ZITIERTER TEXT:
□ □ □

Alles ist heute anders - trotz der Routine bei der Bagel-Bestellung. Die letzten Prüfungen im Frühlingssemester liegen bereits drei Wochen zurück und Anya besucht ihre Familie in Philadelphia. Als mir eine der mexikanischen Frauen lächelnd die verpackten Bagels reicht, gehe ich zu keiner Vorlesung, sondern fahre zum India Point Park. Am Rande der Innenstadt gelegen überblickt der kleine Park die weite Bucht, die zum großen Atlantik führt. Das Wasser glitzert ruhig in der aufsteigenden Morgensonne und das Gras im Park bewegt sich in den Meeresbrisen sanft vor und zurück. Es ist eine besänftigende Kulisse für den Start einer Fahrradtour, die mich von der Ostküste der Vereinigten Staaten über Chicago und die Rocky Mountains bis nach Seattle an der Westküste führen soll. Heute geht es los.
Obwohl ich hungrig das Frühstück aus der Tasche hole, breitet sich ein flaues Gefühl in meinem Bauch aus. Für den 4. August habe ich den Flug von Seattle zurück zur Ostküste gebucht. Kurz danach fliege ich weiter nach Deutschland, denn Ende August beginnt in Hamburg mein erster Job. Heute ist der 7. Juni. In 58 Tagen muss ich also die Strecke von etwa 5.700 Kilometern nach Seattle überbrücken – ansonsten verpasse ich meine Flüge. Schätze ich meine Geschwindigkeit richtig ein? Genügen die drei Tage eingeplanter Puffer? Was passiert, wenn ich ernsthaft krank werde, einen schweren Unfall habe oder wichtige Teile am Fahrrad kaputtgehen?

□ □ □

AUFGABENTEILE:
a: Welche Zeilen der Datensätze enthalten das Wort „bowl“? Zeige jede davon und achte dabei auf Groß- und Kleinschreibung.
b: Fahre mit dem Text über die Radtour nach seinem letzten Satz fort.
Der Text über die Radtour und die Datensätze sind getrenntes Material.

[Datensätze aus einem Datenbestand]
□ □ □

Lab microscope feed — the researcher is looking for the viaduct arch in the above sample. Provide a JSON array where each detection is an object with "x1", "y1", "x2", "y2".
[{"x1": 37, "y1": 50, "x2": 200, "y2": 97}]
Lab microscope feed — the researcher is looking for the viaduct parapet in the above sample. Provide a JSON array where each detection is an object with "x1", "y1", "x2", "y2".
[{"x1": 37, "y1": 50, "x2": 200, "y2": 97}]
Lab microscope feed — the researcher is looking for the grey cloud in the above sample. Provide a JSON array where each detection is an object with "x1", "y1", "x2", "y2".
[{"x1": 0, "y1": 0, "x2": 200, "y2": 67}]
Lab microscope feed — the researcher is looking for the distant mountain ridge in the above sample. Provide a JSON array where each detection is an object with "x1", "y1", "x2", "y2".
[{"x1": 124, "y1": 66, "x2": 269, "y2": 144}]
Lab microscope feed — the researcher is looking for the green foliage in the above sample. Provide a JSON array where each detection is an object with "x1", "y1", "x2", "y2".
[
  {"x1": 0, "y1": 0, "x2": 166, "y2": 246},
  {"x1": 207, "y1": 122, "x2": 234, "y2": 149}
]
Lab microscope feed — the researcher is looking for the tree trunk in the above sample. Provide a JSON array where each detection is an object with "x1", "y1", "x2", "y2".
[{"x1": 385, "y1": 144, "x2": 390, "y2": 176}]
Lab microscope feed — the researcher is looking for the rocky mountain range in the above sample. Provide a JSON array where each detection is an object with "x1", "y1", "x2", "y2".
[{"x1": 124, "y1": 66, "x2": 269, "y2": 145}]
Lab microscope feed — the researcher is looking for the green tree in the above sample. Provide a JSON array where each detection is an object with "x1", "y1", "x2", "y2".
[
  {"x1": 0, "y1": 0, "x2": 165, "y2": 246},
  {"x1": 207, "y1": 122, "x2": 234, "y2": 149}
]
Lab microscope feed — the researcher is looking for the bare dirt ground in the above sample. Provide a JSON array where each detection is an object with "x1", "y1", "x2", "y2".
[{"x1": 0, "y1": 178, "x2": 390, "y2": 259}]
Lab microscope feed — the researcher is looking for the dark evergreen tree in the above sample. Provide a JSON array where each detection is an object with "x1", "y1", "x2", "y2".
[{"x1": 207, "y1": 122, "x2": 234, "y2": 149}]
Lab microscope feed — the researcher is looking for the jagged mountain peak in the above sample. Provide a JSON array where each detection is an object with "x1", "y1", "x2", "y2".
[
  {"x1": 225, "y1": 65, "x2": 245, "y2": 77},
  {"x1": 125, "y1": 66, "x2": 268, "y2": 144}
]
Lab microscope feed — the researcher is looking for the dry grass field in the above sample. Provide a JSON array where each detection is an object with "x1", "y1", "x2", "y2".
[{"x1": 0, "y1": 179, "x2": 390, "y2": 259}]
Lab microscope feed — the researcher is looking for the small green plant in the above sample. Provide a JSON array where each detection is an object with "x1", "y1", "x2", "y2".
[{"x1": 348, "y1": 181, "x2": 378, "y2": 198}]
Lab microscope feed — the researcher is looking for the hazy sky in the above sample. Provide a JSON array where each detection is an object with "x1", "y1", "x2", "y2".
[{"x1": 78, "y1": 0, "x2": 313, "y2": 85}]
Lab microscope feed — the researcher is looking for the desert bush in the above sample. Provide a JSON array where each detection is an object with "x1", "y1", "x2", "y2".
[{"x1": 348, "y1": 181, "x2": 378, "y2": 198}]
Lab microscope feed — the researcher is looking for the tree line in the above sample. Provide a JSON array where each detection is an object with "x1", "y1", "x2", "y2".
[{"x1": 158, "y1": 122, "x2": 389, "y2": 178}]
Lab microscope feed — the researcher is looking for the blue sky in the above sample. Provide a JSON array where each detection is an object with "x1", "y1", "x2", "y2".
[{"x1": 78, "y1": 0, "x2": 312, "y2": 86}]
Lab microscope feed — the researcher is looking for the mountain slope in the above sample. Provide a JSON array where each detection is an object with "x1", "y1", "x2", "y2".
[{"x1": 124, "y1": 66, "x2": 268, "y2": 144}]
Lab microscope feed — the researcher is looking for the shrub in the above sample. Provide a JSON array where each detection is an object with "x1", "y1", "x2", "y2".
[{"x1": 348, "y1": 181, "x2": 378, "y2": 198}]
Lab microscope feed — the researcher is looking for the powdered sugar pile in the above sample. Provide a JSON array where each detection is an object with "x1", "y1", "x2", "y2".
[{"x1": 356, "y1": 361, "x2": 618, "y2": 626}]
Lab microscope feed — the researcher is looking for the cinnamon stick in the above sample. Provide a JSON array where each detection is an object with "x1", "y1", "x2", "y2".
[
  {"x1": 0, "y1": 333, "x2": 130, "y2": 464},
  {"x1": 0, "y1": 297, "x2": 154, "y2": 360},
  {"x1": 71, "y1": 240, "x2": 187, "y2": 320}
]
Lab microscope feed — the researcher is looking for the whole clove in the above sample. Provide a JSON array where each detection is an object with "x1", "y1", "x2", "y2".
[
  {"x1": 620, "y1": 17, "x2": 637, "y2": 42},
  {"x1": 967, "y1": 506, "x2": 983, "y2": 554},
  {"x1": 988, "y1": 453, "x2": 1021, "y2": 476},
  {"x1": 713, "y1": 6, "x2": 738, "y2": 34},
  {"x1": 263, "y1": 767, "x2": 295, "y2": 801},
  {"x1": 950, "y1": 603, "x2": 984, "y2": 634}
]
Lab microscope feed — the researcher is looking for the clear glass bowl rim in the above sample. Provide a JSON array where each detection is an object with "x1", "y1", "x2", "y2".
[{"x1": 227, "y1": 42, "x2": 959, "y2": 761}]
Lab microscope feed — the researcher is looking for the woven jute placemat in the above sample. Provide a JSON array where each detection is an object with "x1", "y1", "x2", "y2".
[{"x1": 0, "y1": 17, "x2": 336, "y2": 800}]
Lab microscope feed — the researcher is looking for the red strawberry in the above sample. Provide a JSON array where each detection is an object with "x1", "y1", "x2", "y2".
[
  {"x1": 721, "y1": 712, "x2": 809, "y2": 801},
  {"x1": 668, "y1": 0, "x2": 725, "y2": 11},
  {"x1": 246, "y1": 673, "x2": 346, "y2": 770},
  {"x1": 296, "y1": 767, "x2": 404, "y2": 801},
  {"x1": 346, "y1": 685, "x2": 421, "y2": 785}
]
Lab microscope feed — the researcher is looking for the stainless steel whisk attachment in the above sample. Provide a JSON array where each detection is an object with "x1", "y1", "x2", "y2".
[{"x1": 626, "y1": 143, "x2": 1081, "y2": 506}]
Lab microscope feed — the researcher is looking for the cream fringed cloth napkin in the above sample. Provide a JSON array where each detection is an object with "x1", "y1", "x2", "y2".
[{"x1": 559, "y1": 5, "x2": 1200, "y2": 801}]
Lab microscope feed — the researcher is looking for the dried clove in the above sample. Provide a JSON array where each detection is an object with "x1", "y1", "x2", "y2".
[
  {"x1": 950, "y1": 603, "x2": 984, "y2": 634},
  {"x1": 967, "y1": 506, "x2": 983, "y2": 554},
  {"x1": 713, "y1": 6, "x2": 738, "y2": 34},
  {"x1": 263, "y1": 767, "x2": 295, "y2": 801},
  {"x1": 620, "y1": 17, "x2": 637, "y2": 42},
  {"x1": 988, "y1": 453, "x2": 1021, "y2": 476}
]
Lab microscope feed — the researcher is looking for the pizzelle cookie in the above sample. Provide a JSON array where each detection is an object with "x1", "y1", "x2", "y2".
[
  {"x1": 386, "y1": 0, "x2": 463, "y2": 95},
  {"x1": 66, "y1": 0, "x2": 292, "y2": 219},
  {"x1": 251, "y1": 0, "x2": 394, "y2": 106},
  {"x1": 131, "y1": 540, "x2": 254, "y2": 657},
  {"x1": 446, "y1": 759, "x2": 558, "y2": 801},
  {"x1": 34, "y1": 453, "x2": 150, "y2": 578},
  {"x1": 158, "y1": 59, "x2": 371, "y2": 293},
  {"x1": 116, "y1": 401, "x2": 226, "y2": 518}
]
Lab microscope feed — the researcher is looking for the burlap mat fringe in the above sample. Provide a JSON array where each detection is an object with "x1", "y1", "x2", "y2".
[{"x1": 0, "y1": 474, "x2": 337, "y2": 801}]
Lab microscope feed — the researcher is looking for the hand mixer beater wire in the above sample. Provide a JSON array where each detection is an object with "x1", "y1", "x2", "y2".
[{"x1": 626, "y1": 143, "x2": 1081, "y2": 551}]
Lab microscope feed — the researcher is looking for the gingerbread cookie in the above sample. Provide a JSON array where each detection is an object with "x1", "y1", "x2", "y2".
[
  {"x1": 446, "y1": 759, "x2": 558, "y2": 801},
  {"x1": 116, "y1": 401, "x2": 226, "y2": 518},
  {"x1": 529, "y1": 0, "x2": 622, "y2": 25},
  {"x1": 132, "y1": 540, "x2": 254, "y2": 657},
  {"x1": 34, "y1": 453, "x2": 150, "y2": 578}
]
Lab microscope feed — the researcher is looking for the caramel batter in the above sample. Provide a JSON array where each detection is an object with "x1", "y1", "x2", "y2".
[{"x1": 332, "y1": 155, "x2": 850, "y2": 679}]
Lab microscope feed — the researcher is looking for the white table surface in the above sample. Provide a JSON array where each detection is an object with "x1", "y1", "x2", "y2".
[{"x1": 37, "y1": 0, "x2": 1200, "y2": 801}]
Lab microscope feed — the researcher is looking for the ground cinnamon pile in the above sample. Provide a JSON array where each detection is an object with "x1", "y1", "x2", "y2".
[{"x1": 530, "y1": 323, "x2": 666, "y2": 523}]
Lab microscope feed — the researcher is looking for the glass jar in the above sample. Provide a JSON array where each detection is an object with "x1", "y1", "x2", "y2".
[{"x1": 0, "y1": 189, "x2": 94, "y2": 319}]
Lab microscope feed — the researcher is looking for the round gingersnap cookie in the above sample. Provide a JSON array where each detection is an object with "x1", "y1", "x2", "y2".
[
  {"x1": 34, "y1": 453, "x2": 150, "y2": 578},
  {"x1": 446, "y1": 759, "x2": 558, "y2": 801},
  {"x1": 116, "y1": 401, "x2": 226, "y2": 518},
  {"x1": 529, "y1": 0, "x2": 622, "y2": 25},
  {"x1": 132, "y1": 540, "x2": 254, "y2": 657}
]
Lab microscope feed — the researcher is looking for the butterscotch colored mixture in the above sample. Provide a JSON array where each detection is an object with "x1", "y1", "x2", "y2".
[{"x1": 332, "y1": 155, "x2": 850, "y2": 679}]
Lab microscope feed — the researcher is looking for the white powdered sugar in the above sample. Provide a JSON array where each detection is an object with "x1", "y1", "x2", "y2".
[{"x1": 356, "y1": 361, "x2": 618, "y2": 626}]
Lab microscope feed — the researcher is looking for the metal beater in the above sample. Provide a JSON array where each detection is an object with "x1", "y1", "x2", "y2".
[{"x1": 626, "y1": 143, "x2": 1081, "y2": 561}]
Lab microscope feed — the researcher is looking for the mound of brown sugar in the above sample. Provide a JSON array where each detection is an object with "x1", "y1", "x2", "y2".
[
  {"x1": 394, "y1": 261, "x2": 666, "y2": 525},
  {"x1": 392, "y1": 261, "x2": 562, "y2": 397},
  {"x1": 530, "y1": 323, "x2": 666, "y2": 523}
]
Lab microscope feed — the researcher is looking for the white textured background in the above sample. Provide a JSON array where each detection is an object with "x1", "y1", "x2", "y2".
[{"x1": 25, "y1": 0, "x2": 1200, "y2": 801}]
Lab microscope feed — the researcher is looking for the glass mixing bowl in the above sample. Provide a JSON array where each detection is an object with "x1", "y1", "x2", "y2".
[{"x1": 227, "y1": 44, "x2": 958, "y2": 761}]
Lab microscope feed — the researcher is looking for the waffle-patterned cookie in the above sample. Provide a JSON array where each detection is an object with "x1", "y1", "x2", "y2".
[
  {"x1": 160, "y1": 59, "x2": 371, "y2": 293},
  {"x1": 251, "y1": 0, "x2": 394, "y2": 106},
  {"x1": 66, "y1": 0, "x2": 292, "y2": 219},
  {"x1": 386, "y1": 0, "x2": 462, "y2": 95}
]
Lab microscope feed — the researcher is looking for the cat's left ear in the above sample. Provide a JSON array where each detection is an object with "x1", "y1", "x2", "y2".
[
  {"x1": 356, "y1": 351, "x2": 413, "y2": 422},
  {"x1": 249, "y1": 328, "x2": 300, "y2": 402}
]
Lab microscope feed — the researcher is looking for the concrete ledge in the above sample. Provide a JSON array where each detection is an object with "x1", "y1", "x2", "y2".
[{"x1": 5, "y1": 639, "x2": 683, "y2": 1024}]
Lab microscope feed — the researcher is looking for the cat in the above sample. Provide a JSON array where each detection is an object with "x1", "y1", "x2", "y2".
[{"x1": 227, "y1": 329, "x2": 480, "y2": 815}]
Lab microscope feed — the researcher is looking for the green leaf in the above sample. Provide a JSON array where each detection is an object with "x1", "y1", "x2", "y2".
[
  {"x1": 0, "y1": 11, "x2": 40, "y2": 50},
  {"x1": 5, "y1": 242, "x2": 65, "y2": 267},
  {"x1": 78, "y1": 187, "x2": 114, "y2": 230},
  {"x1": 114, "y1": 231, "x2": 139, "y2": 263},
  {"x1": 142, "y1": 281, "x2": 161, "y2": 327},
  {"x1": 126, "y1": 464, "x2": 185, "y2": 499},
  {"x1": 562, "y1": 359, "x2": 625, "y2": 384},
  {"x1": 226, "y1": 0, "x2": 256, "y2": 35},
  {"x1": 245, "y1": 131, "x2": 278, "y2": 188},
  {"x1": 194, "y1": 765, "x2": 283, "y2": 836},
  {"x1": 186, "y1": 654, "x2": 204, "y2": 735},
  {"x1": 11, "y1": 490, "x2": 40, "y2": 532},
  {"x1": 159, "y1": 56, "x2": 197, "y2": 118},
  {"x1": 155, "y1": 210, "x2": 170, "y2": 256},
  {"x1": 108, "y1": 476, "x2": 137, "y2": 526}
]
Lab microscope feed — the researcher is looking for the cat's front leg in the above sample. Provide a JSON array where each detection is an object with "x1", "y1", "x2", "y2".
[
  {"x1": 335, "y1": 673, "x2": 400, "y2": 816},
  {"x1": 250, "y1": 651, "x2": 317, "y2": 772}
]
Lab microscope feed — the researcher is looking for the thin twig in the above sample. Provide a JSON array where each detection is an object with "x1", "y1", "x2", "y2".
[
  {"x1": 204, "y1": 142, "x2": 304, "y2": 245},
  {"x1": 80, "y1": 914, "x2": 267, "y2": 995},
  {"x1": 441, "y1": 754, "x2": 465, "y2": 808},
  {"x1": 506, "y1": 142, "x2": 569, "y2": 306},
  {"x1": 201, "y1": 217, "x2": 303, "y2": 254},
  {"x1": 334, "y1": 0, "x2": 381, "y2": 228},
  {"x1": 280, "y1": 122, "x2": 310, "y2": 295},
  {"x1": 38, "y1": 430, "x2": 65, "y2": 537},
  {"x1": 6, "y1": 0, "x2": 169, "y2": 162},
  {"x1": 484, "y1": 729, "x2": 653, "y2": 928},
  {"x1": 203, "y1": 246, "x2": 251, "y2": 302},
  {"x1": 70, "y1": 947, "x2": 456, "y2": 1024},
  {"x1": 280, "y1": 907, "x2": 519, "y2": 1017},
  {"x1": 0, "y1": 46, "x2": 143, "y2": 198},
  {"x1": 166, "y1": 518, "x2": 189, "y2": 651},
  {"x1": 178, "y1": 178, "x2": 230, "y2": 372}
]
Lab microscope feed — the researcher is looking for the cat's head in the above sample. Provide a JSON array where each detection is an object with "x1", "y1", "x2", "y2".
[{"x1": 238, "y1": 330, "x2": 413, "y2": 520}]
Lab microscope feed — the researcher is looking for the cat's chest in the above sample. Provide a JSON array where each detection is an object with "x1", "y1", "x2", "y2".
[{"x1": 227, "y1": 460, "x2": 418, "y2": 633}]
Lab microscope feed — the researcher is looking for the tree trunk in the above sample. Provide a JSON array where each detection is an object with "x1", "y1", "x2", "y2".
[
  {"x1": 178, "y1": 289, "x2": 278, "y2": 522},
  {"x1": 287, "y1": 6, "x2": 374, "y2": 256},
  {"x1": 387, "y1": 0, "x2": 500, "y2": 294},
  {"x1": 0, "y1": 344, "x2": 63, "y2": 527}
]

□ □ □

ERGEBNISSE:
a:
Lab microscope feed — the researcher is looking for the clear glass bowl rim in the above sample. Provide a JSON array where each detection is an object with "x1", "y1", "x2", "y2".
Lab microscope feed — the researcher is looking for the glass mixing bowl in the above sample. Provide a JSON array where each detection is an object with "x1", "y1", "x2", "y2".

b:
Vor den Gefahren habe ich zwar keine akute Angst, nervös bin ich schon. Die Strecke führt mich in den Rocky Mountains durch das Habitat von Bären und Berglöwen, von Wölfen und Schlangen. Den Bundesstaat Iowa durchquere ich während der Tornadosaison. Auch einem Überfall durch Menschen könnte ich als einzelner Fahrradfahrer wenig entgegensetzen. Meine besorgte Familie in Deutschland erinnert mich gerne an die hohe Waffengewalt in den USA und meine Großmütter befürchten sowieso das Schlimmste. Auch Anya hat mich immer wieder gebeten, vorsichtig zu sein. Etwas optimistischer sind meine amerikanischen Freunde aus der Uni. Owen sagte mir vor Kurzem: „Ich glaube, dass du es bis an die Westküste schaffen kannst. Allerdings wird es viel schmerzhafter werden als du es dir vorstellst. You´re gonna be miserable!" Mit diesen Gedanken schlucke ich den letzten Rest des Bagels herunter, packe meinen Mut zusammen und kehre der Atlantikküste den Rücken zu.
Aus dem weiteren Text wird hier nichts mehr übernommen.